Preguntas de estudio:
(1) Responda a partir de la columna:
(a) ¿Con qué dos palabras se presenta al columnista en el encabezado?
(b) Según el segundo párrafo, ¿qué efecto tenían sobre la abulia las actividades que podían agradarle?
(c) ¿Como si se tratase de qué veía una de sus películas favoritas?
(2) Cite literalmente el fragmento de la columna que se abre con las palabras "Hay una sensación" y se cierra con "estado de ánimo.".

Texto proporcionado:
Columnista: Íñigo Bou-Crespins, bohemio y escritor

Esta no es la crónica de un héroe con nimbo dorado. Ni siquiera la de un superviviente de un Covid salvaje, pero sí la un quejica profesional que ha pasado unos días de un malestar imperecedero, de un sinsabor permanente, que no se desvanecía ante la floresta de medicinas suministradas.

Hay una sensación que ha estado presente en todo momento y es el malestar incesante, con independencia de lo que hiciera. Aunque tratase de refugiarme en actividades que mínimamente me pudiesen agradar, éstas lo único que hacían era amortiguar el impacto de la abulia, pero el sabor agrio continuaba presidiendo mi estado de ánimo.

Aunque me pusiese delante de una de mis películas favoritas, el malestar era de tal voltaje que la veía con acentuada desgana, como si se tratase de un largometraje malo que alguien me está obligando a consumir. Y esta ha sido mi sensación con lo que más me apetecía hacer, por lo que deteneos a imaginar aquellos que no hayáis pasado por este trance.

Datos de origen:

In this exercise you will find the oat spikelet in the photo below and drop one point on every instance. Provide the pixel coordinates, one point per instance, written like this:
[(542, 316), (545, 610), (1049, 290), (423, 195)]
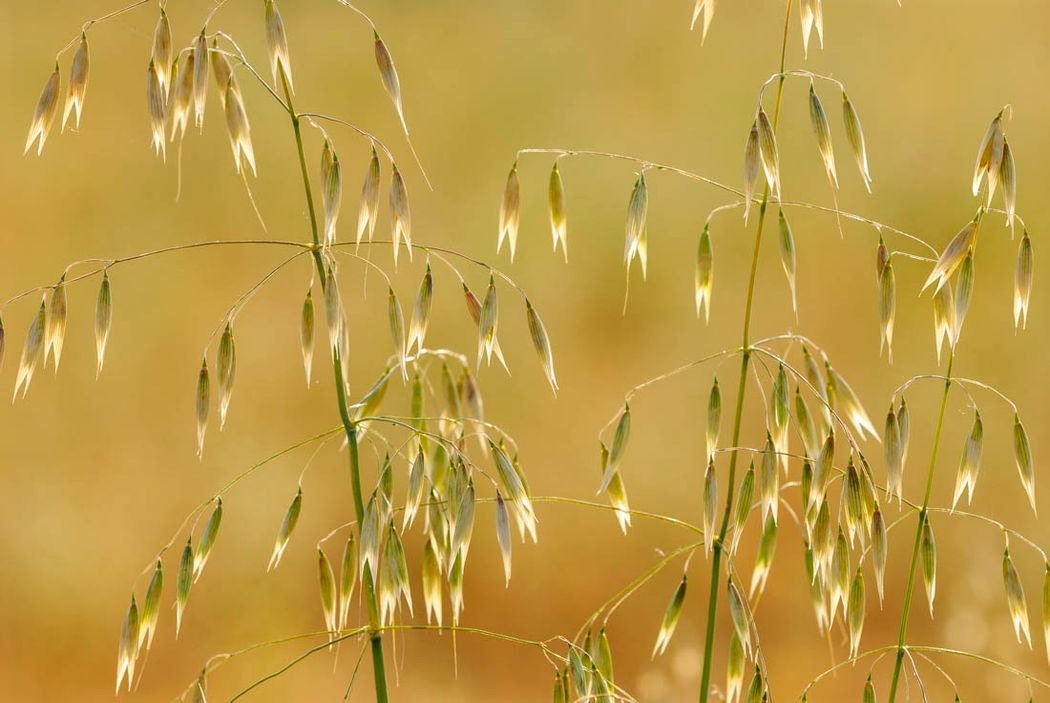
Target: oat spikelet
[(970, 463), (1015, 599), (707, 8), (704, 279), (710, 505), (103, 320), (618, 446), (636, 210), (127, 651), (331, 193), (541, 342), (1023, 282), (307, 334), (78, 84), (207, 539), (151, 608), (184, 578), (555, 193), (1023, 456), (927, 550), (30, 352), (227, 370), (369, 209), (162, 54), (239, 131), (856, 135), (752, 166), (510, 212), (200, 78), (156, 101), (43, 116), (670, 620), (203, 404), (277, 45), (823, 131), (55, 331), (400, 214), (287, 527)]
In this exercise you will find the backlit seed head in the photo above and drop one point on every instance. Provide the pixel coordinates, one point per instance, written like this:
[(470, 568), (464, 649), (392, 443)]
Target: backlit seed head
[(78, 84), (1015, 599), (1023, 281), (203, 404), (1023, 456), (636, 211), (823, 131), (162, 54), (510, 213), (704, 279), (768, 151), (970, 463), (200, 78), (156, 102), (285, 532), (387, 73), (927, 551), (555, 195), (541, 342), (184, 579), (277, 45), (752, 166), (618, 446), (670, 620), (207, 539), (856, 135), (400, 214), (368, 211), (43, 115)]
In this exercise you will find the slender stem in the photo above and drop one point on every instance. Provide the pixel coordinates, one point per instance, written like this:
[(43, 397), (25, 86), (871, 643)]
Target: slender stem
[(350, 427), (741, 389), (923, 516)]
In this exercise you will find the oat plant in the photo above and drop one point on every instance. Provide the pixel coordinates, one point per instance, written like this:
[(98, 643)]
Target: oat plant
[(817, 469), (439, 465)]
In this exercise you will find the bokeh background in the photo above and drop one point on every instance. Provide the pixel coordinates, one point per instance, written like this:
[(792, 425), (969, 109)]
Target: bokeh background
[(98, 474)]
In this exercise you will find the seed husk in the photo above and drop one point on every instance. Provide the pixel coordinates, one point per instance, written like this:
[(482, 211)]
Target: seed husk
[(823, 131), (369, 209), (510, 212), (207, 539), (555, 194), (1015, 599), (287, 527), (1023, 281), (856, 135), (30, 352), (670, 620), (1023, 456), (184, 579), (277, 45), (705, 274), (43, 116), (541, 342), (78, 83), (400, 214)]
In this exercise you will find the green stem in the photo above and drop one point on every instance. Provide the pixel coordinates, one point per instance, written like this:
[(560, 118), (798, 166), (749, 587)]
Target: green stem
[(923, 516), (709, 635), (350, 427)]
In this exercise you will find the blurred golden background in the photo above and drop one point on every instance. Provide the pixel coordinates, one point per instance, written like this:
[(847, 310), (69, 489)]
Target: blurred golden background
[(98, 474)]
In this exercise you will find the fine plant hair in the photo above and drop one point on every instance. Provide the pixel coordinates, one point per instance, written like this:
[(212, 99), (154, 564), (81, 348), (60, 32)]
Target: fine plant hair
[(816, 465)]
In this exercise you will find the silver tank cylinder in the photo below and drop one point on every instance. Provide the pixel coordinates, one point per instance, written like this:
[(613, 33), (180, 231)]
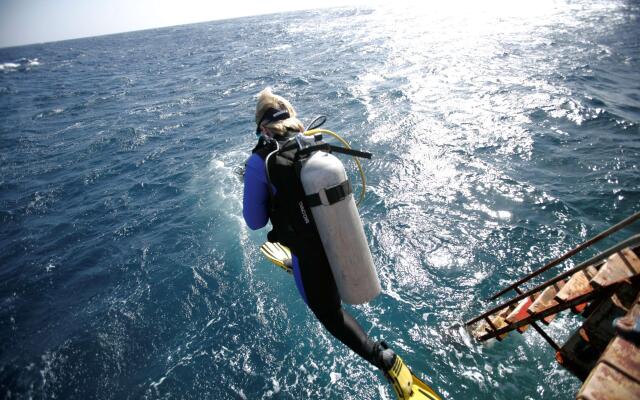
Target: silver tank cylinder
[(340, 229)]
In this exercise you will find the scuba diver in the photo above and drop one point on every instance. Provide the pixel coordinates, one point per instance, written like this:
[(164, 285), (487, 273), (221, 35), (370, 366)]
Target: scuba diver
[(277, 179)]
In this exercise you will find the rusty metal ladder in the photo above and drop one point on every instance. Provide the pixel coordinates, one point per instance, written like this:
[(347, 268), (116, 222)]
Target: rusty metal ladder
[(593, 279)]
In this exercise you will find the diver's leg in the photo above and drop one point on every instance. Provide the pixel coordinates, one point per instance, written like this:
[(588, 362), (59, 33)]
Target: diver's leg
[(318, 288)]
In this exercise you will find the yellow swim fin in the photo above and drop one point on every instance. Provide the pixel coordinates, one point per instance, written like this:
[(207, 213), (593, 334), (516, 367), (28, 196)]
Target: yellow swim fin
[(408, 386), (278, 254)]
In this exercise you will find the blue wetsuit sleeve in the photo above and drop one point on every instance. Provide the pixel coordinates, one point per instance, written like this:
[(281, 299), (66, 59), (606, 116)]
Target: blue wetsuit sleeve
[(255, 201)]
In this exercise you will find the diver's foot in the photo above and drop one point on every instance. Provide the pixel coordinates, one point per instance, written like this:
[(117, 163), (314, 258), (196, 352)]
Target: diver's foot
[(384, 356), (401, 378), (394, 370)]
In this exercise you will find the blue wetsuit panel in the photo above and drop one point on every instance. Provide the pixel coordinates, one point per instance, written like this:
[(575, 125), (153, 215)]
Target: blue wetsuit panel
[(255, 202), (255, 206)]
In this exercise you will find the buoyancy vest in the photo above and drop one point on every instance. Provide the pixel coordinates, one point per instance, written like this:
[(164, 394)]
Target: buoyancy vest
[(290, 215), (313, 212)]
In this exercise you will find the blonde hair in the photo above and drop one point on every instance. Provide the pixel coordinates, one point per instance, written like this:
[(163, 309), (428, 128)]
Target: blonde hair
[(266, 100)]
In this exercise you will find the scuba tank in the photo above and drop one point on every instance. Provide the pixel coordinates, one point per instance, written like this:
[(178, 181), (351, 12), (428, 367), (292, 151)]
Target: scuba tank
[(334, 210), (325, 190)]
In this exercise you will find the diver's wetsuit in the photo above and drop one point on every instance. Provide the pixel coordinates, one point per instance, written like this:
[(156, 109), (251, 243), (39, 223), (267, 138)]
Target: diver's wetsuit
[(314, 280)]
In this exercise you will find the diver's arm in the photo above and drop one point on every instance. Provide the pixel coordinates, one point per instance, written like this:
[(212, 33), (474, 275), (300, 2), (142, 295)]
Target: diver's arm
[(255, 201)]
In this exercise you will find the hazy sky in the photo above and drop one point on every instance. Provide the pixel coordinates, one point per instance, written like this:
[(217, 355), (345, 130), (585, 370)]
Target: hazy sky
[(33, 21)]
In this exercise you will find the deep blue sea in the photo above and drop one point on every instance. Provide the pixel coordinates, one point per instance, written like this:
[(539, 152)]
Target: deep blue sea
[(503, 135)]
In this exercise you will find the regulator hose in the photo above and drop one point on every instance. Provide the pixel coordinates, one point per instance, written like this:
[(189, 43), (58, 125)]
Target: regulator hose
[(346, 146)]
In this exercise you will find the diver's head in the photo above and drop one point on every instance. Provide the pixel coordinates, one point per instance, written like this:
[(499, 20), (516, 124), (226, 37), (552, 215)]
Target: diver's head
[(275, 115)]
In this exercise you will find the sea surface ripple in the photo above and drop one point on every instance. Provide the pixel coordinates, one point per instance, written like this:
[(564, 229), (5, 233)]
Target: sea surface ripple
[(503, 135)]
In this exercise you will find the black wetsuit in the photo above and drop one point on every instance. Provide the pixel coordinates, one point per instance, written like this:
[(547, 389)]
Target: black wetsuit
[(290, 219)]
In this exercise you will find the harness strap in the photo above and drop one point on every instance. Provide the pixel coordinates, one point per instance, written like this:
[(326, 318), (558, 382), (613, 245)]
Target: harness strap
[(331, 195)]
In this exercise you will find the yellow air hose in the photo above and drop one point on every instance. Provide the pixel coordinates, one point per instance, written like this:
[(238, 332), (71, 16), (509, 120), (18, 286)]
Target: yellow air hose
[(346, 146)]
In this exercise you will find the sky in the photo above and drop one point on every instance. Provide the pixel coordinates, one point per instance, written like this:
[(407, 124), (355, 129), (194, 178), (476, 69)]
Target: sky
[(36, 21)]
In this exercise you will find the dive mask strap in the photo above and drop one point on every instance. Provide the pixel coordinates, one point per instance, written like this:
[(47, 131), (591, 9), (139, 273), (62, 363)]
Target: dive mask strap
[(272, 115)]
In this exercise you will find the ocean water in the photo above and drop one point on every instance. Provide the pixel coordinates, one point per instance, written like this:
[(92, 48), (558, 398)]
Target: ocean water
[(502, 136)]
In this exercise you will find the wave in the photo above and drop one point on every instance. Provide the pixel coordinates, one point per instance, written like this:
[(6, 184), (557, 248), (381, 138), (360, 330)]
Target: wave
[(22, 64)]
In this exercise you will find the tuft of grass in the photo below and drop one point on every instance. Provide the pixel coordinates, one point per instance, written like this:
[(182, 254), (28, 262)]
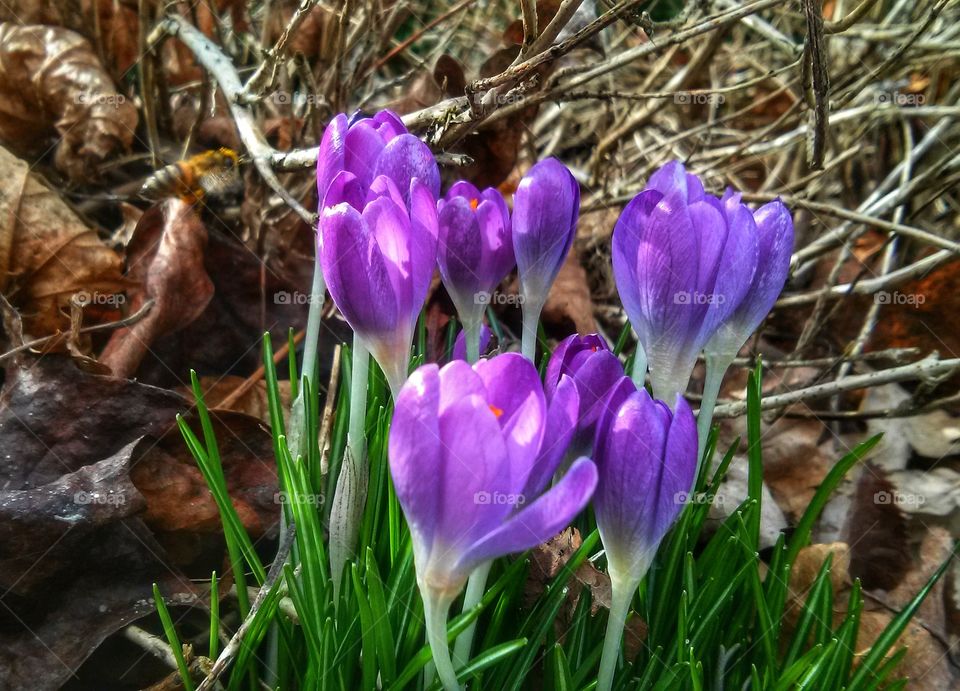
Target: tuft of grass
[(714, 610)]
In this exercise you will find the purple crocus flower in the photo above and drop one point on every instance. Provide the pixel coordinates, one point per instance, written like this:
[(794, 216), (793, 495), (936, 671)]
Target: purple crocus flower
[(646, 457), (775, 245), (683, 261), (475, 248), (377, 252), (545, 209), (595, 371), (370, 147), (470, 452)]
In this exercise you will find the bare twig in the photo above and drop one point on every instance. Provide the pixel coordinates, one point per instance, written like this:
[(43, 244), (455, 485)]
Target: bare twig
[(222, 70)]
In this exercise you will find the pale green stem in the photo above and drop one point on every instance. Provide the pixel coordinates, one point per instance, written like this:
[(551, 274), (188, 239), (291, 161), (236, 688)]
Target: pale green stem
[(295, 428), (350, 494), (435, 609), (476, 584), (359, 378), (716, 368), (471, 334), (639, 373), (531, 317), (619, 608)]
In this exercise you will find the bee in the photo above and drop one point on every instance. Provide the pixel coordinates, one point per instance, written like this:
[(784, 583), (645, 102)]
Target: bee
[(211, 173)]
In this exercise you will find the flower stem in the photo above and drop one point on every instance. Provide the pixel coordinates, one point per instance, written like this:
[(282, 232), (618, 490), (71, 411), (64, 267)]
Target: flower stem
[(476, 584), (619, 607), (435, 609), (471, 334), (296, 427), (639, 373), (350, 494), (528, 342), (360, 363), (716, 368)]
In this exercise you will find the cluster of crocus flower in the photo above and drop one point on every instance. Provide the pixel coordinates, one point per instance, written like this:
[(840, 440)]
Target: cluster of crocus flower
[(487, 459), (696, 273)]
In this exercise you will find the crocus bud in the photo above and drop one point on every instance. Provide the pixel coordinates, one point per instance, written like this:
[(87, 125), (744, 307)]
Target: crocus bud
[(377, 253), (682, 261), (646, 457), (475, 248), (370, 147), (594, 370), (466, 447), (545, 209), (775, 245)]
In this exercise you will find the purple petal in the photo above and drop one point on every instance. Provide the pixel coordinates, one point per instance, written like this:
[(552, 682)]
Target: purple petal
[(355, 271), (646, 463), (558, 364), (515, 392), (404, 158), (476, 464), (463, 189), (539, 521), (561, 425), (775, 231), (330, 157), (388, 124), (415, 451), (736, 268), (775, 244), (460, 253), (626, 247), (545, 208), (390, 226), (362, 147), (345, 189), (423, 242), (459, 380), (600, 372)]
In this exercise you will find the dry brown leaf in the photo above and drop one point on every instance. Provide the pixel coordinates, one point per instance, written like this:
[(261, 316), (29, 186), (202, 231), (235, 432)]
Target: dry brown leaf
[(794, 465), (165, 258), (47, 255), (52, 86), (877, 532), (569, 306), (926, 663)]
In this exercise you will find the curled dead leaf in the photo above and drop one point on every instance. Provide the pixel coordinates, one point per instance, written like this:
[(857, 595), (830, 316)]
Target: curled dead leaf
[(165, 258), (52, 86), (47, 254)]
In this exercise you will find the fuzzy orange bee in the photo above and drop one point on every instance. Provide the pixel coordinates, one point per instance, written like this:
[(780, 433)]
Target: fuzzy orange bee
[(210, 173)]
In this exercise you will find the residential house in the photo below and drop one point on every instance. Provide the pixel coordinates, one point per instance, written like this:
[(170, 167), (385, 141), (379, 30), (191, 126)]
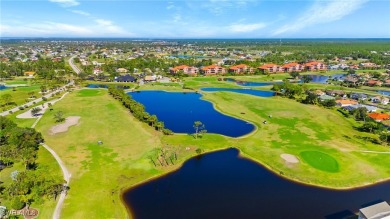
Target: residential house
[(379, 117), (326, 97), (97, 71), (125, 78), (368, 65), (343, 103), (150, 78), (315, 66), (359, 96), (335, 93), (318, 92), (292, 67), (355, 106), (381, 100), (121, 70), (241, 69), (270, 68), (377, 211), (213, 70), (29, 73), (193, 71), (372, 83)]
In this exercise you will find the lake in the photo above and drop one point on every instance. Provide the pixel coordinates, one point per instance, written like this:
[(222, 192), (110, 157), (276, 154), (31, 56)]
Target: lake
[(250, 83), (180, 110), (384, 92), (2, 87), (224, 185), (106, 86), (259, 93), (323, 79)]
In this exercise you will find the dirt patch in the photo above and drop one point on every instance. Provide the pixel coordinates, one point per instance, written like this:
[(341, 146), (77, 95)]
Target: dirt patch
[(70, 121), (289, 158)]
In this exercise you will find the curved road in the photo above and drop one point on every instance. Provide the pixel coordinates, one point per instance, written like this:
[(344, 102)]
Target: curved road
[(74, 67), (48, 95), (67, 175)]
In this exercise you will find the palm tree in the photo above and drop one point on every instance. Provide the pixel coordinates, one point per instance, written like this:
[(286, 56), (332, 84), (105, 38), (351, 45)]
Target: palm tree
[(35, 111), (152, 120), (159, 125)]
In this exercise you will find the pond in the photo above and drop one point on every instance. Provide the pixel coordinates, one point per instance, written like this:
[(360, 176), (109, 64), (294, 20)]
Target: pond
[(250, 83), (259, 93), (224, 185), (384, 92), (106, 86), (179, 111), (2, 87), (323, 79)]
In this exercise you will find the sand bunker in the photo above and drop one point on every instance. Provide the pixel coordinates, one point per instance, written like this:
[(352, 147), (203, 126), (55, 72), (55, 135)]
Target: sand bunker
[(70, 121), (289, 158)]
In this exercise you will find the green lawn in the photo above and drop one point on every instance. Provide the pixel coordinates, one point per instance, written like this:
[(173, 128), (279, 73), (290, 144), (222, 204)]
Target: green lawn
[(20, 94), (320, 161), (101, 172)]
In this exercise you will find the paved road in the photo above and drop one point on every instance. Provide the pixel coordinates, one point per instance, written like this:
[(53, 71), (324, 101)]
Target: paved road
[(67, 175), (48, 95), (74, 67)]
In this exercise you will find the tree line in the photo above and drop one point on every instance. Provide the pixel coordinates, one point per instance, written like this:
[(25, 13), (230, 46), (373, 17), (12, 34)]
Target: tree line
[(138, 110), (33, 183)]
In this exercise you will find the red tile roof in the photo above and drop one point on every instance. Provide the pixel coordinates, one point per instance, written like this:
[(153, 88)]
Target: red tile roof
[(210, 66), (266, 66), (289, 65), (379, 116), (238, 66)]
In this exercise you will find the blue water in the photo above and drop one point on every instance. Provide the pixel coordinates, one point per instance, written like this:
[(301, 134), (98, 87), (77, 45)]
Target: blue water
[(106, 86), (179, 111), (249, 83), (224, 185), (322, 79), (258, 93), (383, 92), (2, 87)]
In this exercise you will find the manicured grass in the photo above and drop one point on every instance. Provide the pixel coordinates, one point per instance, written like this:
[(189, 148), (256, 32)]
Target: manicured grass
[(90, 92), (320, 161), (101, 172)]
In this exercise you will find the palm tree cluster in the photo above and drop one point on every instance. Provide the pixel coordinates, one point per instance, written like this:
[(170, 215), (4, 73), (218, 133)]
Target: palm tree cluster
[(138, 110)]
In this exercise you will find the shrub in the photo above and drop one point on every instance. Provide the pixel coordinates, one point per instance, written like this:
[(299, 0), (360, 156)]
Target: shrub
[(16, 203)]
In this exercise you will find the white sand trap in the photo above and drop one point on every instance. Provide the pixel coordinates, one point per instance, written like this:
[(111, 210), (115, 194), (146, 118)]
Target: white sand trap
[(289, 158), (70, 121)]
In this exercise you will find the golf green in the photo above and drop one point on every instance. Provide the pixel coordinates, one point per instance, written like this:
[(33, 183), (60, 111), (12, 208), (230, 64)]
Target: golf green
[(320, 161)]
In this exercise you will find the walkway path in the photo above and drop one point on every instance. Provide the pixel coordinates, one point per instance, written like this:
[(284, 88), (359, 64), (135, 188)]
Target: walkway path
[(376, 152), (67, 175), (33, 102)]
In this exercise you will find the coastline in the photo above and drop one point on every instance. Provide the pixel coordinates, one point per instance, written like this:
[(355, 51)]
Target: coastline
[(242, 155)]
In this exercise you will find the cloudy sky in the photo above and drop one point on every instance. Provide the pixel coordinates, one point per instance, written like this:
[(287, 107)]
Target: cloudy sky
[(196, 18)]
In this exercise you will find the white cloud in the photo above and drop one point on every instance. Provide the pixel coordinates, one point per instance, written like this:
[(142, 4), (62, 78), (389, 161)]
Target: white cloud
[(45, 29), (66, 3), (48, 29), (177, 18), (81, 12), (110, 28), (219, 7), (243, 28), (320, 13)]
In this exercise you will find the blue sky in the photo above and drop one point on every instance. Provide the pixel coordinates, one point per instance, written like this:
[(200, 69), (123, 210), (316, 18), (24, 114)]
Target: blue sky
[(196, 18)]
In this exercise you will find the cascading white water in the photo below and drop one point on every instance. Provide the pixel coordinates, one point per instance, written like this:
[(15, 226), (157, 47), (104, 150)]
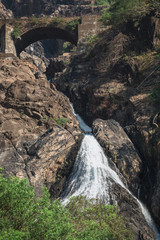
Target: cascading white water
[(92, 177)]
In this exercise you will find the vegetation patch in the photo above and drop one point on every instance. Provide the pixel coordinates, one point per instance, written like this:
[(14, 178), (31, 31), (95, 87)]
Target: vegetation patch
[(121, 11), (24, 217), (16, 33)]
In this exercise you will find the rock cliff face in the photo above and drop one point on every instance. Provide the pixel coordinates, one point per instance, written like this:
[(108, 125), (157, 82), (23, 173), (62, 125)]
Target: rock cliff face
[(39, 135), (4, 12), (107, 81)]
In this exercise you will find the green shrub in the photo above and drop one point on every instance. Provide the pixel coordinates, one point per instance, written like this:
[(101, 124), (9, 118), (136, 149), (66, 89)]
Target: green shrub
[(62, 121), (16, 33), (23, 217), (93, 220), (102, 2), (67, 46), (73, 24), (124, 10), (155, 95)]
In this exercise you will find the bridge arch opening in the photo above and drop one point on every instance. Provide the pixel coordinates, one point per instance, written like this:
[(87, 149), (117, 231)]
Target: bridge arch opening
[(43, 33)]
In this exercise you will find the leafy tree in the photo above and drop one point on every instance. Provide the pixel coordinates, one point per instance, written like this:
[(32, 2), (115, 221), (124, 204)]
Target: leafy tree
[(93, 220), (23, 217), (123, 10)]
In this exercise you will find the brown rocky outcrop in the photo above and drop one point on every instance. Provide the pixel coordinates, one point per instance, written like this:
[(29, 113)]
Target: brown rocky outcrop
[(4, 12), (39, 135), (128, 165), (113, 81), (120, 149)]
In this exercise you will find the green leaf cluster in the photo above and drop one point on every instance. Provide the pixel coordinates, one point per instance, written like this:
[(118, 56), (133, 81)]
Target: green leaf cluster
[(16, 33), (24, 217), (94, 220), (155, 95), (124, 10), (102, 2)]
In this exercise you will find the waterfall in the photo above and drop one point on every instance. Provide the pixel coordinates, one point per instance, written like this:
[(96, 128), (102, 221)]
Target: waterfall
[(92, 177)]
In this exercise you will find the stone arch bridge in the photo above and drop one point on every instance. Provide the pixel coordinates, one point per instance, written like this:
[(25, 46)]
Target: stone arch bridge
[(17, 34)]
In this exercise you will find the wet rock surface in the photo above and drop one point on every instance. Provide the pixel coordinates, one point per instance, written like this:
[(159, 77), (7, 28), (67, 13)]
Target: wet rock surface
[(128, 165), (120, 149), (112, 81), (39, 135), (131, 210)]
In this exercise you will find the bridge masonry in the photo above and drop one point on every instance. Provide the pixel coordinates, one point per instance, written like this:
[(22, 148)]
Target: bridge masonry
[(89, 26)]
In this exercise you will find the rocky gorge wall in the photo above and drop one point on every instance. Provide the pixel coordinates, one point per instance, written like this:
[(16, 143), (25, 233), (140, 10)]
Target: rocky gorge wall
[(39, 135), (105, 82)]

Respuestas por ítem:
(1)
(a) Bohemio y escritor.
(b) Solo amortiguaban su impacto.
(c) Como si se tratase de un largometraje malo que alguien le estuviera obligando a consumir.

(2)
Hay una sensación que ha estado presente en todo momento y es el malestar incesante, con independencia de lo que hiciera. Aunque tratase de refugiarme en actividades que mínimamente me pudiesen agradar, éstas lo único que hacían era amortiguar el impacto de la abulia, pero el sabor agrio continuaba presidiendo mi estado de ánimo.